Dataset rows on where objects appear:

——

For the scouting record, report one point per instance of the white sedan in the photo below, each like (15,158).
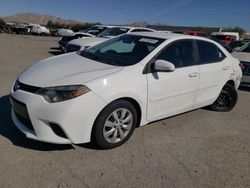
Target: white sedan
(110,32)
(243,54)
(101,94)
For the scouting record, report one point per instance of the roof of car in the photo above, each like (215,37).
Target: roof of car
(158,34)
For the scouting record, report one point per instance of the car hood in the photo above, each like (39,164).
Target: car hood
(242,56)
(83,42)
(68,69)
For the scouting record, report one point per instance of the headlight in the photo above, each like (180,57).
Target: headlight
(62,93)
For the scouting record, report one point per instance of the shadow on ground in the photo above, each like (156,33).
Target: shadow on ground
(9,131)
(55,51)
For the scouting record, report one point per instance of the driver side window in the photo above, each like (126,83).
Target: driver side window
(120,47)
(180,53)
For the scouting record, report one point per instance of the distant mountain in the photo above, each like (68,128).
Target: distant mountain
(37,19)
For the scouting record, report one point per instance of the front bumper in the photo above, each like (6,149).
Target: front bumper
(74,117)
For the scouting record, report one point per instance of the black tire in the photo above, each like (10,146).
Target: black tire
(98,129)
(226,100)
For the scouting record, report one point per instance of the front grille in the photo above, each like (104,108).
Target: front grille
(72,48)
(32,89)
(21,113)
(246,69)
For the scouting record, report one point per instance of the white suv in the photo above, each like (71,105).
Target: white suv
(111,32)
(101,94)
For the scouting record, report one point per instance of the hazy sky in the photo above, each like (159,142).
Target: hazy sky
(216,13)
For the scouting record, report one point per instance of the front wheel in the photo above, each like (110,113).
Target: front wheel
(226,100)
(115,124)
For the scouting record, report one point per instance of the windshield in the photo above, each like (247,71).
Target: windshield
(123,51)
(245,48)
(236,44)
(95,30)
(112,32)
(223,37)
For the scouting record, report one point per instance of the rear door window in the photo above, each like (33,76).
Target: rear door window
(180,53)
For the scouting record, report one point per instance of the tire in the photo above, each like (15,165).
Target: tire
(114,125)
(226,100)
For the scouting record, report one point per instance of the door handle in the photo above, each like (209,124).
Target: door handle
(192,75)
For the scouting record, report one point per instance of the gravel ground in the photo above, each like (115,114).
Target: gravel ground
(196,149)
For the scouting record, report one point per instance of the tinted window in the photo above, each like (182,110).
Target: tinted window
(209,52)
(141,30)
(246,48)
(180,53)
(112,32)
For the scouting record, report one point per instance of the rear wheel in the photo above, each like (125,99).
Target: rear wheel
(115,124)
(226,100)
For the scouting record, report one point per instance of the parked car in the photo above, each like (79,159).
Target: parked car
(243,54)
(194,33)
(40,30)
(197,33)
(113,31)
(226,37)
(102,93)
(235,45)
(91,32)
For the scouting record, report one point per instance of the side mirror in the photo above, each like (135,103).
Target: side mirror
(163,66)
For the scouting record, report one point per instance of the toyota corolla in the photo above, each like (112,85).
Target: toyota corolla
(103,93)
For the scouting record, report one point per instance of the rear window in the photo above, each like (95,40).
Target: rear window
(209,52)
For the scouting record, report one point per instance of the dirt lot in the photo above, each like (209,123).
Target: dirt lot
(196,149)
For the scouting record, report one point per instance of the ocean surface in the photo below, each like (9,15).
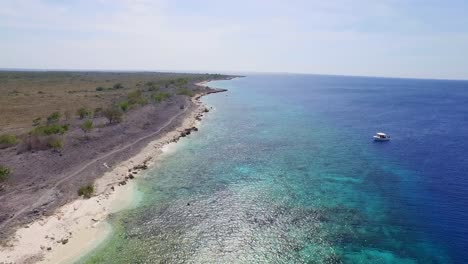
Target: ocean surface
(284,170)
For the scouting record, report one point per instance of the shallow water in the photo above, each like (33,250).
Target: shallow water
(284,171)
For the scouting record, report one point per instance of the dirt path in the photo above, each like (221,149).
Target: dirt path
(44,197)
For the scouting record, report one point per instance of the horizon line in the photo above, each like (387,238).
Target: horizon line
(221,72)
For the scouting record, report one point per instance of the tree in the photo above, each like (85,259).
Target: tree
(83,112)
(54,117)
(114,114)
(87,126)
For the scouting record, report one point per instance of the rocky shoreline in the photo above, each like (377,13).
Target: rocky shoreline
(76,226)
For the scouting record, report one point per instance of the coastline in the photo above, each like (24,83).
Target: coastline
(79,226)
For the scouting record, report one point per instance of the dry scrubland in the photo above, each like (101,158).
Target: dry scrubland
(60,131)
(25,96)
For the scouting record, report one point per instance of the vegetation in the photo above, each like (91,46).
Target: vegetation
(37,121)
(87,126)
(4,173)
(98,111)
(117,86)
(124,105)
(113,114)
(86,191)
(83,112)
(67,115)
(8,140)
(159,97)
(136,97)
(55,143)
(54,129)
(54,117)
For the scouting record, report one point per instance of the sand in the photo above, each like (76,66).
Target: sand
(78,227)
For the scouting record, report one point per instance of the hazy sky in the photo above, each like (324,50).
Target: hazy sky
(406,38)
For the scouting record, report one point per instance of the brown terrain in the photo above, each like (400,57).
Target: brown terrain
(46,166)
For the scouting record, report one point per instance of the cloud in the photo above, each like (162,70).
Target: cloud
(361,37)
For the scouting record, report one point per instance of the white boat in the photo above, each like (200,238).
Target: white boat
(381,137)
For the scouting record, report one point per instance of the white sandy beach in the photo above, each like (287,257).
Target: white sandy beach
(78,227)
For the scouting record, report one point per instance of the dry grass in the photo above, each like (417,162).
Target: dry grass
(25,96)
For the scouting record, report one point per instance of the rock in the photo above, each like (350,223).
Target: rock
(141,167)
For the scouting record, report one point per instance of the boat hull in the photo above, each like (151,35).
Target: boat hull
(380,139)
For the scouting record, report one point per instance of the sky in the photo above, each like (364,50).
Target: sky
(391,38)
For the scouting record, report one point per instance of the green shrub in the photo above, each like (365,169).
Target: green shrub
(54,117)
(7,140)
(83,112)
(159,97)
(113,114)
(55,143)
(124,106)
(54,129)
(117,86)
(87,126)
(37,121)
(67,115)
(86,191)
(135,97)
(4,173)
(97,111)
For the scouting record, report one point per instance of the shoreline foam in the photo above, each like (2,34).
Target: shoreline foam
(78,227)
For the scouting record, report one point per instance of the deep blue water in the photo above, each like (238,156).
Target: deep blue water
(284,170)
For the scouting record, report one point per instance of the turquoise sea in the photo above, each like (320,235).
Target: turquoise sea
(284,170)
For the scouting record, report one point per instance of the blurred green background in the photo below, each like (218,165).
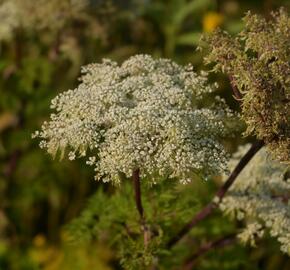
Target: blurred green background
(38,195)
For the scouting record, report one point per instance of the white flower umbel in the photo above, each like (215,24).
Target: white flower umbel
(144,114)
(261,196)
(37,15)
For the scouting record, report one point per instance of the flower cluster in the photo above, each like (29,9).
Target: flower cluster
(28,14)
(257,62)
(144,114)
(261,197)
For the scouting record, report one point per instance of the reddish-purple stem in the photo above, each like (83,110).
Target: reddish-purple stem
(207,210)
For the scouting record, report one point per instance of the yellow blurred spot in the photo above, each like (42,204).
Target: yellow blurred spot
(211,21)
(39,240)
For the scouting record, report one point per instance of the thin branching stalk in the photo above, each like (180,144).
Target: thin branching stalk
(138,201)
(208,209)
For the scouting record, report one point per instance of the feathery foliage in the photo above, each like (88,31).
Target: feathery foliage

——

- Your objective -
Strip the images and reproduce the remaining records precisely.

- The answer -
For the scouting record, report one point per instance of the white sedan in the photo below, each like (15,158).
Target: white sedan
(110,32)
(243,54)
(101,94)
For the scouting record, report one point per instance of the roof of car in the photo above, each like (215,37).
Target: roof of car
(158,34)
For the scouting record, report one point per instance of the car hood in the photo above, each like (39,164).
Target: car hood
(242,56)
(83,42)
(68,69)
For the scouting record, report one point per instance of the headlight in the photo above, each like (180,57).
Target: headlight
(62,93)
For the scouting record, report one point per instance of the shadow on ground in the photo above, each like (156,33).
Target: shadow on ground
(9,131)
(55,51)
For the scouting record, report one point per instance of the driver side window in the photo above, each like (126,83).
Target: driver side window
(120,47)
(180,53)
For the scouting record, report one point per instance of the distant mountain in the photo above, each like (68,128).
Target: distant mountain
(37,19)
For the scouting record, report one point per instance of the front bumper in the photo above, each like (6,149).
Target: front bumper
(74,117)
For the scouting record, report one point per instance of the black tire in the photo above, each like (10,146).
Target: black tire
(98,129)
(226,100)
For the scouting record, report one point per instance of the front grille in the photo above, each like (104,108).
Target: front grille
(72,48)
(32,89)
(21,113)
(246,69)
For the scouting record, report one point per instance of the white suv in the photo above, each like (71,105).
Target: white suv
(111,32)
(101,94)
For the scouting record, report one point per instance of the hazy sky in the photo above, each like (159,142).
Target: hazy sky
(216,13)
For the scouting record, report one point per instance of the front wheel in the photo above, each like (110,113).
Target: front wheel
(226,100)
(115,124)
For the scouting record, report one point per instance of the windshield in the photo above, each like (247,71).
Target: windshield
(123,51)
(245,48)
(236,44)
(95,30)
(112,32)
(223,37)
For the scouting record, report one point per instance of the rear door window in the photo above, each like (33,76).
Target: rear door window
(180,53)
For the scouting record, report one point per instance of the tire in the photo above, each like (15,165).
Target: tire
(114,125)
(226,100)
For the scouting record, report one point per instance of the door handle in the photo above, each like (209,124).
Target: door handle
(192,75)
For the scouting record, report one point per instance of the gravel ground in the photo above, each like (115,114).
Target: gravel ground
(196,149)
For the scouting record, report one point per instance of the tinted window in the photo above, each like (182,110).
Target: tinted window
(209,52)
(141,30)
(246,48)
(180,53)
(112,32)
For the scouting record, report one point per instance of the rear wheel in the photo above, each like (125,99).
Target: rear wheel
(115,124)
(226,100)
For the scouting record, report one point per instance of the parked car in the photo above, each like (79,159).
Target: parked car
(243,54)
(194,33)
(40,30)
(197,33)
(113,31)
(226,37)
(102,93)
(235,45)
(91,32)
For the scouting record, report one point per instance of the side mirror in the photo above, each like (135,103).
Target: side mirror
(163,66)
For the scouting record, report one point per instance of the toyota corolla in the photo above, each like (112,85).
Target: toyota corolla
(103,93)
For the scouting record, report one point per instance of the rear window in the photo above, each like (95,40).
Target: rear window
(209,52)
For the scouting record, report one point per instance of the dirt lot in the photo above, each like (209,123).
Target: dirt lot
(196,149)
For the scouting record, report one point per instance of the ocean surface in the photo below, each like (9,15).
Target: ocean surface
(284,170)
For the scouting record, report one point per instance of the shallow water in the photo above, each like (33,250).
Target: shallow water
(284,171)
For the scouting record, report one point per instance of the dirt path in the photo above, each like (221,149).
Target: dirt path
(44,197)
For the scouting record, report one point per instance of the horizon line in the photo above, each like (387,238).
Target: horizon line
(221,72)
For the scouting record, report one point per instance of the tree in the photo above, each like (85,259).
Target: tree
(83,112)
(54,117)
(114,114)
(87,126)
For the scouting record, report one point per instance of the rocky shoreline in the photo above, each like (377,13).
Target: rocky shoreline
(76,226)
For the scouting record, report one point per instance of the coastline in the photo above, each like (24,83).
Target: coastline
(79,226)
For the scouting record, report one point per instance of the dry scrubland in the photo above, each like (101,158).
Target: dry scrubland
(60,131)
(25,96)
For the scouting record, report one point per instance of the vegetation in the photo above, each like (91,46).
Target: vegetation
(37,121)
(87,126)
(4,173)
(98,111)
(117,86)
(124,105)
(113,114)
(86,191)
(83,112)
(67,115)
(8,140)
(159,97)
(136,97)
(55,143)
(54,129)
(54,117)
For the scouting record, report one point per instance of the sand in the photo above, each like (76,66).
Target: sand
(78,227)
For the scouting record, report one point per instance of the hazy sky in the photo above, each like (324,50).
Target: hazy sky
(406,38)
For the scouting record, report one point per instance of the brown terrain in the photo above, each like (400,57).
Target: brown terrain
(46,166)
For the scouting record, report one point per instance of the cloud in the photo above, each like (162,70).
Target: cloud
(361,37)
For the scouting record, report one point per instance of the white boat in the photo above, each like (200,238).
Target: white boat
(381,137)
For the scouting record, report one point per instance of the white sandy beach in the photo above, each like (287,257).
Target: white sandy beach
(78,227)
For the scouting record, report one point per instance of the dry grass in the photo above, each like (417,162).
Target: dry grass
(25,96)
For the scouting record, report one point per instance of the rock in the photo above, each like (350,223).
Target: rock
(141,167)
For the scouting record, report one point per instance of the boat hull in the photo above, each like (151,35).
Target: boat hull
(380,139)
For the scouting record, report one point per instance of the sky in the photo above, each like (364,50).
Target: sky
(391,38)
For the scouting record, report one point per instance of the green shrub in the photo above, each like (365,169).
Target: green shrub
(54,117)
(7,140)
(83,112)
(159,97)
(113,114)
(55,143)
(124,106)
(54,129)
(117,86)
(87,126)
(37,121)
(67,115)
(86,191)
(135,97)
(4,173)
(97,111)
For the scouting record, report one point per instance of the shoreline foam in the photo above, each like (2,34).
Target: shoreline foam
(78,227)
For the scouting record, report one point per instance of the deep blue water in the photo above, each like (238,156).
Target: deep blue water
(284,170)
For the scouting record, report one point per instance of the turquoise sea in the photo above, each like (320,235).
Target: turquoise sea
(284,170)
For the scouting record, report one point per instance of the blurred green background in the photo below, each like (218,165).
Target: blurred green background
(38,195)
For the scouting record, report one point per instance of the white flower umbel in the photo above, each like (215,24).
Target: white flower umbel
(144,114)
(261,196)
(37,15)
For the scouting record, report one point per instance of the flower cluster in the photo above, each like (29,9).
Target: flower cluster
(28,14)
(257,62)
(144,114)
(261,197)
For the scouting record, report one point per instance of the reddish-purple stem in the photo above, each like (83,110).
Target: reddish-purple stem
(207,210)
For the scouting record, report one point per instance of the yellow blurred spot in the photo above, each like (42,204).
Target: yellow blurred spot
(211,21)
(39,240)
For the scouting record, report one point per instance of the thin branching stalk in the photo above, each like (180,144).
Target: thin branching stalk
(138,201)
(208,209)
For the scouting record, report one point per instance of the feathery foliage in the photo above, each like (88,31).
Target: feathery foliage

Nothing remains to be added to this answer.